**Your instructions:** Could you quote, word for word, the entire passage about recovering from shoulder surgery before the wedding?

**Reading passage:**
--------------------
A FEW DAYS LATER Paul and I flew back to Istanbul, and on May 19, 2009, I had a titanium plate put in my shoulder. I was completely unprepared for the post-op misery. I only wanted to be healthy again, to be able to walk down the aisle at our wedding in six weeks.
Night after night I woke up screaming and weeping with daggerlike pains shooting through my shoulder and chest. For the first time in my life I was injured; I could not take care of myself, and I realized how long I had taken my independence for granted. The simplest tasks became impossible without the use of my left shoulder and arm: I couldn’t bathe, I couldn’t put on my own bra, and I couldn’t fully dress myself. In the weeks leading up to our wedding, Paul spent every morning before work walking me to the shower, washing my body, toweling me off, putting on my underwear, clasping my bra, dressing me, and preparing whatever I needed for the day while he was off at work. I knew that seeing me so fragile and vulnerable was taking a toll on him emotionally, wearing him down. He was taking care of me, running a hectic news bureau, and planning our entire wedding—alone. I had never relied on someone so completely before, and I felt guilty for being so helpless. Paul’s determination to nurse me back to health was humbling.
--------------------
**Listed records:**
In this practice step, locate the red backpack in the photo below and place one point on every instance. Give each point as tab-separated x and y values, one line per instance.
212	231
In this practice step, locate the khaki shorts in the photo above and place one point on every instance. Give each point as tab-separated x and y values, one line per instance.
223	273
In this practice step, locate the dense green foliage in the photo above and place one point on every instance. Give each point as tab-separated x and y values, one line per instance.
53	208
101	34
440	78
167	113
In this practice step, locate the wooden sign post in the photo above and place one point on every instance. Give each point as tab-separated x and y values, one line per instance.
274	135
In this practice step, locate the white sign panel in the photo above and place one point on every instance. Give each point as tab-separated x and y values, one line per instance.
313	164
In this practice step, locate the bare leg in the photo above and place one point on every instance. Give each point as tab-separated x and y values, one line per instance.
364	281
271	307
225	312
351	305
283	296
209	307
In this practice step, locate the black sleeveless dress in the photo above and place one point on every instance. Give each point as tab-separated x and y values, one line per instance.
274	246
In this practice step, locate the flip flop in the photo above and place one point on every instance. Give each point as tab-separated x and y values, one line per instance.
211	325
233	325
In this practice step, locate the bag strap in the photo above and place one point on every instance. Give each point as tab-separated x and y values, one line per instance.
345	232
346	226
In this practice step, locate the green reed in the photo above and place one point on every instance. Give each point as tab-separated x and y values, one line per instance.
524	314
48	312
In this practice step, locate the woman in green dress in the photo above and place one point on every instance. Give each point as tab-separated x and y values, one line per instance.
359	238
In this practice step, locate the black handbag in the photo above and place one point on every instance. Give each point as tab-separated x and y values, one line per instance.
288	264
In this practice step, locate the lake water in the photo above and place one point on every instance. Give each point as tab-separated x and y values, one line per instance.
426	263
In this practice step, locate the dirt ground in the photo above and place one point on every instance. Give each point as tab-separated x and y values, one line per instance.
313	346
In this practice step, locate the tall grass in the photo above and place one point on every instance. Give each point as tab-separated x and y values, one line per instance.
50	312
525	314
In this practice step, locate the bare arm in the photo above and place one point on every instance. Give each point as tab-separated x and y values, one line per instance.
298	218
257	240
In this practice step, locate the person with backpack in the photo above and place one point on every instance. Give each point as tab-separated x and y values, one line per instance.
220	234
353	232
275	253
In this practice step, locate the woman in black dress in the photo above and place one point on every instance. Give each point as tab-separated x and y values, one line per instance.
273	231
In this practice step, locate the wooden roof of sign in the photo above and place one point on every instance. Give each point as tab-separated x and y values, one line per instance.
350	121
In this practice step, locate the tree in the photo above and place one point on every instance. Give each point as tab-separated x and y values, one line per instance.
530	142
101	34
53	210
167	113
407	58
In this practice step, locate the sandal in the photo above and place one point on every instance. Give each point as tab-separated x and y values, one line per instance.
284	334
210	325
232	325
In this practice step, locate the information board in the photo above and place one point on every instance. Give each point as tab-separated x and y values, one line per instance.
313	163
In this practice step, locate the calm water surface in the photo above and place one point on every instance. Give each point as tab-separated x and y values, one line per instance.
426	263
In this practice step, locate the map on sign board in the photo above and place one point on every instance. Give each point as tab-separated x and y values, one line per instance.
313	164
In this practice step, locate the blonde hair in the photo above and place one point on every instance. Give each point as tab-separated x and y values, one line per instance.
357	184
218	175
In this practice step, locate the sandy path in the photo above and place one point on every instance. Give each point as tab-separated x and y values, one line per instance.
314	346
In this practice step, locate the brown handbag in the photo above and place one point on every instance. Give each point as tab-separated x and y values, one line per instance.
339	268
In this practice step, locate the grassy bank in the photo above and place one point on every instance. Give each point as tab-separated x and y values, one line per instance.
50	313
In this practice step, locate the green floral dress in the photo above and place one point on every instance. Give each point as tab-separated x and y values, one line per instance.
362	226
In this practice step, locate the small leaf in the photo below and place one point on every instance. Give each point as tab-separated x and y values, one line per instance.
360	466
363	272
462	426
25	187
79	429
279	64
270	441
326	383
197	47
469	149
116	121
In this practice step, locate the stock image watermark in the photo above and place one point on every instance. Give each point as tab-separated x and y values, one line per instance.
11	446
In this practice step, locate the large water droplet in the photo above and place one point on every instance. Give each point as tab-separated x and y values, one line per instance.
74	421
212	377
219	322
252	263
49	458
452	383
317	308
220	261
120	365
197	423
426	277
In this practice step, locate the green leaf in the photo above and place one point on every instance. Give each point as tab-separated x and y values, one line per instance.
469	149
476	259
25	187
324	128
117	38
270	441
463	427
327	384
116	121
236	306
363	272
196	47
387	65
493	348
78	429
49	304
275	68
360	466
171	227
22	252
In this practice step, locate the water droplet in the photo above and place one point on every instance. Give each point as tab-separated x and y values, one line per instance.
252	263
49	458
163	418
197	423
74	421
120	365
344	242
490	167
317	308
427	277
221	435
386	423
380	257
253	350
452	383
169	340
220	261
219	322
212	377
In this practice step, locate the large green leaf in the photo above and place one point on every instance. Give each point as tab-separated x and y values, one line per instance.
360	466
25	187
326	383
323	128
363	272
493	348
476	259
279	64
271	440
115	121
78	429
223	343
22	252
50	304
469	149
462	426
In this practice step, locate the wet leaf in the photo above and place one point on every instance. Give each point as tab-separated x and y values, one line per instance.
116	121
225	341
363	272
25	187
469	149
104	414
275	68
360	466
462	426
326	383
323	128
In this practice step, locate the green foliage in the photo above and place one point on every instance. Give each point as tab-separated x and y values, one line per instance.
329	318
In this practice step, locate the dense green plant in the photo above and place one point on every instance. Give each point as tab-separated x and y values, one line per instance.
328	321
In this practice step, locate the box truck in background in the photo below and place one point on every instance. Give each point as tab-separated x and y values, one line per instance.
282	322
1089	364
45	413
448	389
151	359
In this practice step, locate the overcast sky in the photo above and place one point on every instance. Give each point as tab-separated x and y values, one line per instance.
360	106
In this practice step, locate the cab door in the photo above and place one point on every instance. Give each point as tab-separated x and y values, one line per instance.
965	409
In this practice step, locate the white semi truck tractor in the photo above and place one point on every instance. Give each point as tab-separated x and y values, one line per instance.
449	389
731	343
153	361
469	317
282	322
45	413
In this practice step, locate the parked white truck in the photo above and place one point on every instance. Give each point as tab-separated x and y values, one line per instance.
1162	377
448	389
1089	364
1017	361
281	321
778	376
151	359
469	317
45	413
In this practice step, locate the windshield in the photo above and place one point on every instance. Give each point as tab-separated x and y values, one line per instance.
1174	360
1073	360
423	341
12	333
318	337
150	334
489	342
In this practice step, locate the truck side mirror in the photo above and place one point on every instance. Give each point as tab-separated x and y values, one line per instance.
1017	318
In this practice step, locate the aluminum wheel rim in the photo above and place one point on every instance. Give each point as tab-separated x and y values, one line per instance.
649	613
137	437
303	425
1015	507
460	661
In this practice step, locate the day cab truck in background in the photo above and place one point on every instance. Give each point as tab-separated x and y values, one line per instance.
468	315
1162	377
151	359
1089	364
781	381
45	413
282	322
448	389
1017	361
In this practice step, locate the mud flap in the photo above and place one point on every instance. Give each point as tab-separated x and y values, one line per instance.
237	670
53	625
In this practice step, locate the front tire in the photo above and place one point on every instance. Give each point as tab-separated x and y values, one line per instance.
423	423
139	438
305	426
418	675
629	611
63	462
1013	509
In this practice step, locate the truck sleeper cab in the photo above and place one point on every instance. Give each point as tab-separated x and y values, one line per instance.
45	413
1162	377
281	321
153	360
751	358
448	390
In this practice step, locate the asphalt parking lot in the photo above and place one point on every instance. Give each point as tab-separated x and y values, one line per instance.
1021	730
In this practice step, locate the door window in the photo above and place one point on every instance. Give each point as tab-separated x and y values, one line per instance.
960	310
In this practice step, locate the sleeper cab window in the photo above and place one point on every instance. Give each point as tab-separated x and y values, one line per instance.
--------------------
**Your solution:**
A FEW DAYS LATER Paul and I flew back to Istanbul, and on May 19, 2009, I had a titanium plate put in my shoulder. I was completely unprepared for the post-op misery. I only wanted to be healthy again, to be able to walk down the aisle at our wedding in six weeks.
Night after night I woke up screaming and weeping with daggerlike pains shooting through my shoulder and chest. For the first time in my life I was injured; I could not take care of myself, and I realized how long I had taken my independence for granted. The simplest tasks became impossible without the use of my left shoulder and arm: I couldn’t bathe, I couldn’t put on my own bra, and I couldn’t fully dress myself. In the weeks leading up to our wedding, Paul spent every morning before work walking me to the shower, washing my body, toweling me off, putting on my underwear, clasping my bra, dressing me, and preparing whatever I needed for the day while he was off at work. I knew that seeing me so fragile and vulnerable was taking a toll on him emotionally, wearing him down. He was taking care of me, running a hectic news bureau, and planning our entire wedding—alone. I had never relied on someone so completely before, and I felt guilty for being so helpless. Paul’s determination to nurse me back to health was humbling.